Stored dataset items
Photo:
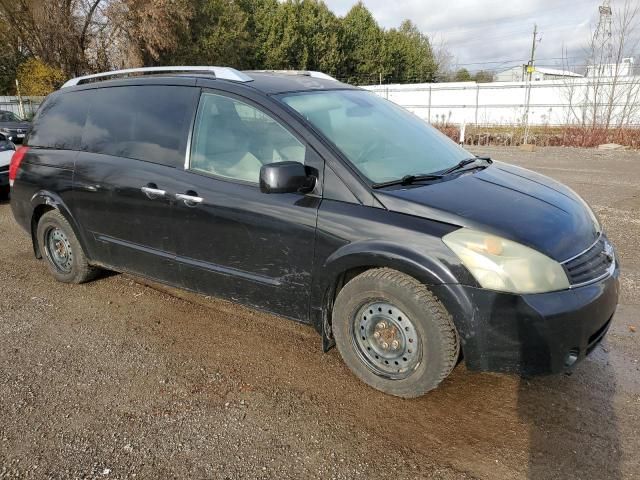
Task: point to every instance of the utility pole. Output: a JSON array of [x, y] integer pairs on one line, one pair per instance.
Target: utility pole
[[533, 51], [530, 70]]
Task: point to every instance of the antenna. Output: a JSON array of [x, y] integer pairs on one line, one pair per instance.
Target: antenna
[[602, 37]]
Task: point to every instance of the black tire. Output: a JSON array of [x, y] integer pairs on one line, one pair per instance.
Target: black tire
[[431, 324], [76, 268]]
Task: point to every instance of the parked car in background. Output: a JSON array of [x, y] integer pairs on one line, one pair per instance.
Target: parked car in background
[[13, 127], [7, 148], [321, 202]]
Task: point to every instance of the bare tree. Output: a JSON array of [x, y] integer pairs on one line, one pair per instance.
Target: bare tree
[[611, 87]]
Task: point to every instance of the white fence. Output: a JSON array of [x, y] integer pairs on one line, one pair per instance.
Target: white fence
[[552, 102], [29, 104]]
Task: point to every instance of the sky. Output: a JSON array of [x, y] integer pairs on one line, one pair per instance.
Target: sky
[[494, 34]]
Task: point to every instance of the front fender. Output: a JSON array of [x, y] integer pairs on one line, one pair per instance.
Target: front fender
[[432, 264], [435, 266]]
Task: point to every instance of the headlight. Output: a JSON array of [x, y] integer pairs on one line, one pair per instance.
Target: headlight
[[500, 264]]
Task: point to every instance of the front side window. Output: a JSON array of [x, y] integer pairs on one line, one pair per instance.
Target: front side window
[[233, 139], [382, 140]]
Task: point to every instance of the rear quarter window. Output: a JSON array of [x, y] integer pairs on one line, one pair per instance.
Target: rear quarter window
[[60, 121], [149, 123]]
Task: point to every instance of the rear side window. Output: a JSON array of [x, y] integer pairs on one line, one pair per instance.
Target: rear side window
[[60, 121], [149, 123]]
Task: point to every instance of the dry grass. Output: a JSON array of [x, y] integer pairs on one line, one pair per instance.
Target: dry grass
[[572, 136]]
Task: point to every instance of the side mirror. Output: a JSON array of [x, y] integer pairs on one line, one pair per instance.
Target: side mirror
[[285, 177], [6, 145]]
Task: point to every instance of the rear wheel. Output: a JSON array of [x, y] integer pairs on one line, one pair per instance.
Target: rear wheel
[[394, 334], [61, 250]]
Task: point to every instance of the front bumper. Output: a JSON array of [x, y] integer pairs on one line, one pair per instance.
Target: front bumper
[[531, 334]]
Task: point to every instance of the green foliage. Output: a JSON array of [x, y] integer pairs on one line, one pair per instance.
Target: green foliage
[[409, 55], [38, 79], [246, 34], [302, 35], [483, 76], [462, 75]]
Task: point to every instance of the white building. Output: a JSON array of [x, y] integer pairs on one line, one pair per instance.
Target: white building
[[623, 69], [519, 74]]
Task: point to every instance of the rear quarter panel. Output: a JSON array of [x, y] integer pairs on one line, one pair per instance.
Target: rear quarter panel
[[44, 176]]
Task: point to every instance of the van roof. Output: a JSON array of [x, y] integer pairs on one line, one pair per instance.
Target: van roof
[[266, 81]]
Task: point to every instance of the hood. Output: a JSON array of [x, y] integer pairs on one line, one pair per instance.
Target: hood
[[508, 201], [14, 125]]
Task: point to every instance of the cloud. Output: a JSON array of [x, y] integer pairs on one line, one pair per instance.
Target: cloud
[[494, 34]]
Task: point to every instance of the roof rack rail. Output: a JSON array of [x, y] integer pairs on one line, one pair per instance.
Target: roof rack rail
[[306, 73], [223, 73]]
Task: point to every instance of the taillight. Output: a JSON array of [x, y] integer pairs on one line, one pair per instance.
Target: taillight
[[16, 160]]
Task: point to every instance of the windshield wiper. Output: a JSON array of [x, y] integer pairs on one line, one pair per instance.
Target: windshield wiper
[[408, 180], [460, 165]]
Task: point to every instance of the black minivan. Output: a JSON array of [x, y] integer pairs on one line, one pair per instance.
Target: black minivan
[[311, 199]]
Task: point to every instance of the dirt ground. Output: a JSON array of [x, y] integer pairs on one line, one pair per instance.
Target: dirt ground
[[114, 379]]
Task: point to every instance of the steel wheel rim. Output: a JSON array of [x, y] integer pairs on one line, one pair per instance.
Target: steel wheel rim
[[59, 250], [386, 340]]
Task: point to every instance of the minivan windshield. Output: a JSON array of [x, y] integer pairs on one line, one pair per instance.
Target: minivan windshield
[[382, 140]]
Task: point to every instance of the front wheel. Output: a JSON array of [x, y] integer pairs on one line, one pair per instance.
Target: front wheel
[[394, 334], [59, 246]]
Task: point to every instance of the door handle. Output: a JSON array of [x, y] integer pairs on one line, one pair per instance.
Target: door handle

> [Task to complete] Please recast the records, from their start through the line containing "[[233, 139], [382, 140]]", as a JSON list of strings with one string per line. Skip blank lines and leave the pictures out.

> [Solved problem]
[
  "Photo:",
  "Task: point to every instance of the utility pole. Output: a JSON array of [x, y] integer pairs on one line, one pair per instance.",
  "Target: utility pole",
  "[[533, 51], [530, 70]]",
  "Task: point to every instance of the antenna. Output: a JSON array of [x, y] integer pairs on one line, one pair per instance.",
  "Target: antenna",
  "[[602, 37]]",
  "Task: point to every instance of the black tire. Output: a JSON array of [x, y] integer pairs on one line, one pair per instance.",
  "Target: black tire",
  "[[431, 324], [76, 268]]",
  "Task: point to every instance of the parked car in background. Output: a JSON array of [x, y] integer pairs on one line, one pair per instance.",
  "Target: parked car in background",
  "[[13, 127], [7, 148], [321, 202]]",
  "Task: point to every instance of the bare tree. Output: a JSON array of [x, y] integer pairs on one line, one pair per instance.",
  "Target: bare tree",
  "[[611, 87]]",
  "Task: point to every instance of the white fence. Output: a JSON array of [x, y] integer pairs on one line, one pair per instance.",
  "Target: white fence",
  "[[552, 102], [29, 104]]",
  "Task: point to every instance of the sky. Output: a JSON array of [x, y] integer pairs on one line, one pair per instance.",
  "Target: sky",
  "[[494, 34]]",
  "Task: point to every instance of the front fender. Output: a JSON array of [x, y] integer pairs on one line, one pair per instance.",
  "Target: front fender",
  "[[432, 264], [435, 266]]",
  "Task: point to every instance of the headlight. Output: a JSON array of [x, y] integer pairs on one line, one pair per instance.",
  "Target: headlight",
  "[[500, 264]]",
  "Task: point to every instance of the front side window. Output: a JSON array of [x, y] integer pairs on one line, one pair per instance.",
  "Target: front side window",
  "[[233, 139], [382, 140]]"
]